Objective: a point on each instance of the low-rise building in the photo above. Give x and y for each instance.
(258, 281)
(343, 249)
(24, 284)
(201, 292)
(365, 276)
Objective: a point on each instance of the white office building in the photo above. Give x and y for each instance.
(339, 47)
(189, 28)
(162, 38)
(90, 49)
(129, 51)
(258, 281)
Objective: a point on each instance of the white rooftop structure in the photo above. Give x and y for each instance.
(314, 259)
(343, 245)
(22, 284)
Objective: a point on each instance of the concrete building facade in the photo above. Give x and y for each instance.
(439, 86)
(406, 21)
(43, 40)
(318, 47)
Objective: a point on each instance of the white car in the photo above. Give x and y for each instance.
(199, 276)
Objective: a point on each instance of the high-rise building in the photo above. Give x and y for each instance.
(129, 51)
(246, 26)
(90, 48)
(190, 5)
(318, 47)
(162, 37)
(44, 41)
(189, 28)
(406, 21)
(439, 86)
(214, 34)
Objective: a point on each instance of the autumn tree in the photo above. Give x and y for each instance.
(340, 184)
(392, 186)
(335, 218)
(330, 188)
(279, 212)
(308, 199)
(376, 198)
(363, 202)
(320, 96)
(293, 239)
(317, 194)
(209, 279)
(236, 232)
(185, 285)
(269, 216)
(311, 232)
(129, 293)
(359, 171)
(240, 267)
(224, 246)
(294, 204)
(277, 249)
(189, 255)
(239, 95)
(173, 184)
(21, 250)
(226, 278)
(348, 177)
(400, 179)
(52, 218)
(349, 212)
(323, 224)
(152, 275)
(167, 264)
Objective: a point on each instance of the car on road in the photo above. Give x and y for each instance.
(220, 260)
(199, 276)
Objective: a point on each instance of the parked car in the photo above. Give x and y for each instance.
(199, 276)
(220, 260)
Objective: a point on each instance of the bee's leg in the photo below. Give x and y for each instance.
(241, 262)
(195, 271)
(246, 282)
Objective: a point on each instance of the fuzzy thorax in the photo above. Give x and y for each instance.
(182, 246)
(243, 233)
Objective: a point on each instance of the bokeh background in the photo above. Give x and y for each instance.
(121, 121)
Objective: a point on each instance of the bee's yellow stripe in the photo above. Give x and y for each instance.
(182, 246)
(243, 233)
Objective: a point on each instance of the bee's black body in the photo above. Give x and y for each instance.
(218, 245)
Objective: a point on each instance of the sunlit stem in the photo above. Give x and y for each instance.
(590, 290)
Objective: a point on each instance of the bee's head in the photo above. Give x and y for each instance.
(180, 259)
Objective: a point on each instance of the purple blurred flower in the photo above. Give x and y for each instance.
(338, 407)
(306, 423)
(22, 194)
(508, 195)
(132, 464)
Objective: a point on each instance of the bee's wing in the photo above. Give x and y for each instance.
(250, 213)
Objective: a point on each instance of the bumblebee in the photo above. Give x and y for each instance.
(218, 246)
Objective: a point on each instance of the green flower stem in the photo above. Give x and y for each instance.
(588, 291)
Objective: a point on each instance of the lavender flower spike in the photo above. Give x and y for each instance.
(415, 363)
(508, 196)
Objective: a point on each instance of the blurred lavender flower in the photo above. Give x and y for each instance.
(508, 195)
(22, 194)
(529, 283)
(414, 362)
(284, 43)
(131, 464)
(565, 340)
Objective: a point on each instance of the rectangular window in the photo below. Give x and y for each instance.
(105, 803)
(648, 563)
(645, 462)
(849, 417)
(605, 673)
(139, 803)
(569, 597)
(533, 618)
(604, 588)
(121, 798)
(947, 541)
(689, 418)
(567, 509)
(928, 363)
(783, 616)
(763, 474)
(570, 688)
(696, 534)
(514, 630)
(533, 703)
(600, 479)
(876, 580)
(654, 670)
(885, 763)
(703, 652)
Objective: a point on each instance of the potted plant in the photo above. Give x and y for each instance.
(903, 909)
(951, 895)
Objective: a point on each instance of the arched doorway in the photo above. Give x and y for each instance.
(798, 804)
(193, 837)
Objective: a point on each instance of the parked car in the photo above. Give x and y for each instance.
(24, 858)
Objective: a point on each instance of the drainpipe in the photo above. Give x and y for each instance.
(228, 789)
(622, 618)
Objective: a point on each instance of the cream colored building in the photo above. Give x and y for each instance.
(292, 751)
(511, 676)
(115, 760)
========================================
• [GIVEN TASK]: Copy out word for word the part that opens with the line containing "Objective: a point on each instance of the cream" and runs through the final line above, including both ends.

• [REPLY TO THE EXERCISE]:
Objective: a point on each instance of the cream colored building in the photo above. Give x and y for each instance.
(292, 751)
(511, 676)
(115, 760)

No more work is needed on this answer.